YOUR TASK: Print every line below that comes at or after the line containing "Target: door step", exactly as written.

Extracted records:
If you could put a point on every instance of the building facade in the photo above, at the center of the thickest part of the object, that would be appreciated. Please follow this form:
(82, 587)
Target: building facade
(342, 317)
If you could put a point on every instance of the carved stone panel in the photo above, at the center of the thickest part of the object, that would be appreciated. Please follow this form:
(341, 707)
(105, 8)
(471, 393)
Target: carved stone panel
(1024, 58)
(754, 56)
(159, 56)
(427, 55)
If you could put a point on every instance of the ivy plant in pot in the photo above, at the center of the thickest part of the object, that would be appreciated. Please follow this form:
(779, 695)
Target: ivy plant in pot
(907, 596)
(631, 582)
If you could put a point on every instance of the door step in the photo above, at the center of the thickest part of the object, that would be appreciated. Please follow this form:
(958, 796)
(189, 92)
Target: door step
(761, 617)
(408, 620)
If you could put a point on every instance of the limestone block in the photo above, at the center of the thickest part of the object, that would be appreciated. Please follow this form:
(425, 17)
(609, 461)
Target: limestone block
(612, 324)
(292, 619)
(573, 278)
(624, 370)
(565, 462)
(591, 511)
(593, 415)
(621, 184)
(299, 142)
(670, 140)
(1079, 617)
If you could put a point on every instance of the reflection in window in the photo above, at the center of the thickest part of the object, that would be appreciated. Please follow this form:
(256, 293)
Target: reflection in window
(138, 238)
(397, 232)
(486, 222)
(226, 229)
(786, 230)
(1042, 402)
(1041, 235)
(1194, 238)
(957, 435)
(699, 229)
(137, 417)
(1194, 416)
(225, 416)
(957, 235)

THE COMPLETED TASK:
Target: door step
(761, 617)
(408, 620)
If you could put a point on every instance of the limestone block in the photo above, at the center of the thickest part of the object, that would be appreciated. Please follow this form:
(425, 17)
(609, 461)
Target: limestone block
(612, 324)
(292, 619)
(573, 278)
(624, 370)
(565, 462)
(591, 511)
(593, 415)
(621, 184)
(299, 142)
(670, 140)
(1079, 617)
If you could put a point on every instance of the reflection in window in the photo above, at the center of the thickest part of the object, that would be appreciated. Please follow this form:
(256, 293)
Target: reflection in window
(138, 238)
(397, 232)
(486, 222)
(226, 229)
(786, 230)
(1042, 402)
(1041, 235)
(1194, 238)
(957, 435)
(699, 229)
(137, 417)
(1194, 416)
(225, 416)
(957, 235)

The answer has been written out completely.